Reproduce the entries exactly as they appear below.

* _Entries taken from a collection_:
==========

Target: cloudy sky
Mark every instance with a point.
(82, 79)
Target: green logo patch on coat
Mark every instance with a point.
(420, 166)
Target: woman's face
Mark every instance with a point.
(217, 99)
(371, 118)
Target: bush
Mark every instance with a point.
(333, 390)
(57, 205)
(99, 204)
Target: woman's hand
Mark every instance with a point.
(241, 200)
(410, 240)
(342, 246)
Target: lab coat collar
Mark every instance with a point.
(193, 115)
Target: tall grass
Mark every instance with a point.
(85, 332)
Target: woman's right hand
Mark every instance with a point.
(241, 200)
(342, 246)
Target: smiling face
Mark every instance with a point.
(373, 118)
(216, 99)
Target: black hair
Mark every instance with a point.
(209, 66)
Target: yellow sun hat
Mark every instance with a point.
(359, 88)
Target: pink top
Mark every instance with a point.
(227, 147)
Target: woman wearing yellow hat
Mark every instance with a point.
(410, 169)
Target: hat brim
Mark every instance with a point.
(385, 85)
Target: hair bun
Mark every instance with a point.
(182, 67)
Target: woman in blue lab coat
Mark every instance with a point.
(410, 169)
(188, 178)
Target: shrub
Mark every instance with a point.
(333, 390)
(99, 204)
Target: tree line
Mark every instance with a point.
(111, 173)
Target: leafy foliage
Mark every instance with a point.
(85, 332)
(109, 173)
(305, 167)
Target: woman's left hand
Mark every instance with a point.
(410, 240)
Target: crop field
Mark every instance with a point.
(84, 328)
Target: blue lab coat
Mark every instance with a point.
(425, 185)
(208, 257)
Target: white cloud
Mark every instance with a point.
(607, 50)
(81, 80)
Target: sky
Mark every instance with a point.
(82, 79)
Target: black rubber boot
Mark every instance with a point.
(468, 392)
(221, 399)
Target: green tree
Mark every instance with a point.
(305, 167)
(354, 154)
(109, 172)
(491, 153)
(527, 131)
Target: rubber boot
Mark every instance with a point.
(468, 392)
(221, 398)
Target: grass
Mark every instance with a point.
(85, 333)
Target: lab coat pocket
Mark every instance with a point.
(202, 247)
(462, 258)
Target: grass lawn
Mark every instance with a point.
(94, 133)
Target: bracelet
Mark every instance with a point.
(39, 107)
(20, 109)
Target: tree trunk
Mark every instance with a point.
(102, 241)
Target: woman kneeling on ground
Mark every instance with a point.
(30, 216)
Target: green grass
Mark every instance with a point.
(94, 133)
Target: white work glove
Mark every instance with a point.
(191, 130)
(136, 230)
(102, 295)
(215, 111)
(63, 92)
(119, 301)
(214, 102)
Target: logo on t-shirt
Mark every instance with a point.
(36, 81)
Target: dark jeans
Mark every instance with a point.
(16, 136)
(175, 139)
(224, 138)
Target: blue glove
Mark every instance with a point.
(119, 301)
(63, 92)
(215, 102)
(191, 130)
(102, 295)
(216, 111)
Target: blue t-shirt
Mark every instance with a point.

==========

* _Answer for this exercise_:
Target: cloudy sky
Mark every instance with a point.
(82, 79)
Target: green logo patch on coat
Mark every instance with a point.
(420, 166)
Target: woman's face
Mark every instance with a point.
(217, 99)
(371, 118)
Target: bush
Mark every instance with a point.
(333, 390)
(57, 205)
(99, 204)
Target: woman's hand
Mark every instance with a point.
(241, 200)
(410, 240)
(342, 246)
Target: lab coat collar
Mark every instance with a point.
(193, 115)
Target: tall grass
Mark every instance with a point.
(85, 332)
Target: woman's right hand
Mark every instance with a point.
(241, 200)
(342, 246)
Target: smiling face
Mark every instance with a point.
(373, 118)
(216, 99)
Target: black hair
Mark every instance with a point.
(209, 66)
Target: yellow sun hat
Mark every instance with a point.
(359, 88)
Target: pink top
Mark every instance with a point.
(227, 147)
Target: woman wearing yellow hat
Mark every instance with a point.
(410, 169)
Target: hat brim
Mark every instance with a point.
(385, 85)
Target: hair bun
Mark every instance with a point.
(182, 67)
Target: woman in blue lab coat
Mark every instance with a point.
(410, 169)
(188, 178)
Target: shrub
Mark every instance with a point.
(333, 390)
(99, 204)
Target: tree line
Mark every instance with a point.
(111, 173)
Target: leafy foliage
Mark every instance with a point.
(85, 332)
(109, 173)
(305, 167)
Target: woman's left hand
Mark every instance with a point.
(410, 240)
Target: crop field
Mark every instance with a point.
(84, 328)
Target: blue lab coat
Mark every instance with a point.
(425, 185)
(208, 257)
Target: white cloud
Mark every instance with a point.
(607, 50)
(81, 80)
Target: sky
Mark every instance with a point.
(82, 79)
Target: black rubber boot
Mark every instance with a point.
(468, 392)
(221, 399)
Target: green tree
Mark every instance with a point.
(305, 167)
(354, 154)
(109, 172)
(491, 153)
(527, 131)
Target: rubber boot
Mark every instance with a point.
(468, 392)
(221, 398)
Target: grass
Mark every instance with a point.
(85, 333)
Target: lab coat pocket
Mark every instance with a point.
(202, 247)
(462, 258)
Target: grass lawn
Mark every instance with a point.
(94, 133)
Target: bracelet
Mark every instance with a point.
(39, 107)
(20, 109)
Target: tree trunk
Mark every instance with a point.
(102, 241)
Target: woman kneeling on ground
Mark every instance with a point.
(30, 216)
Target: green grass
Mark every instance with a point.
(94, 133)
Target: white work glove
Mark every instance with a point.
(191, 130)
(136, 230)
(102, 295)
(215, 111)
(63, 92)
(119, 301)
(214, 102)
Target: logo on t-shirt
Mark every instance with a point.
(36, 81)
Target: dark jeans
Mark every instance with a point.
(16, 136)
(175, 139)
(224, 138)
Target: blue glove
Mark every instance with a point.
(119, 301)
(63, 92)
(215, 102)
(191, 130)
(102, 295)
(216, 111)
Target: blue t-shirt
Mark every instance with a point.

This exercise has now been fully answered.